Your goal:
Convert the material from the line containing "340] for reference." through the line containing "[229, 411, 385, 423]", both included, into a JSON list of strings with one string per line and no blank lines.

Entries shown:
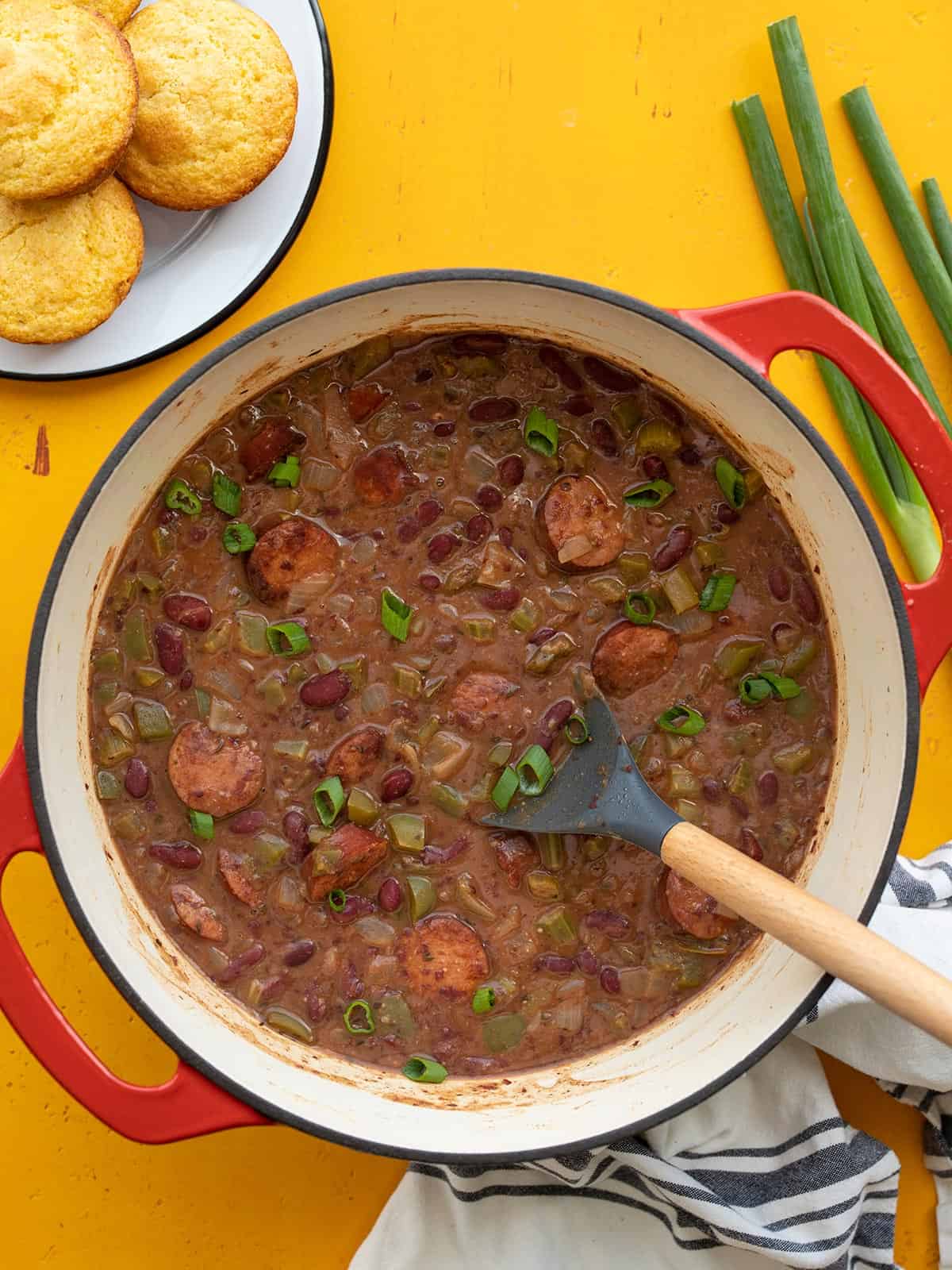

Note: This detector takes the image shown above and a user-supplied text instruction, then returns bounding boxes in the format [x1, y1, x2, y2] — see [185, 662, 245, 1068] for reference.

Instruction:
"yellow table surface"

==

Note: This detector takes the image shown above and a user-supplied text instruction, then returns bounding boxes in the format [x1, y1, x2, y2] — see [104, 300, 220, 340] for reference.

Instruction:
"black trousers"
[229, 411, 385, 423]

Solved exercise:
[
  "Note: This detector takes the image shown above and a user-supplied text instruction, then returns bounding boxes in the format [x1, y1, x2, y2] — see [104, 300, 220, 340] for reference.",
  "Instruction:",
  "\"black trousers\"",
  "[229, 411, 385, 423]"
]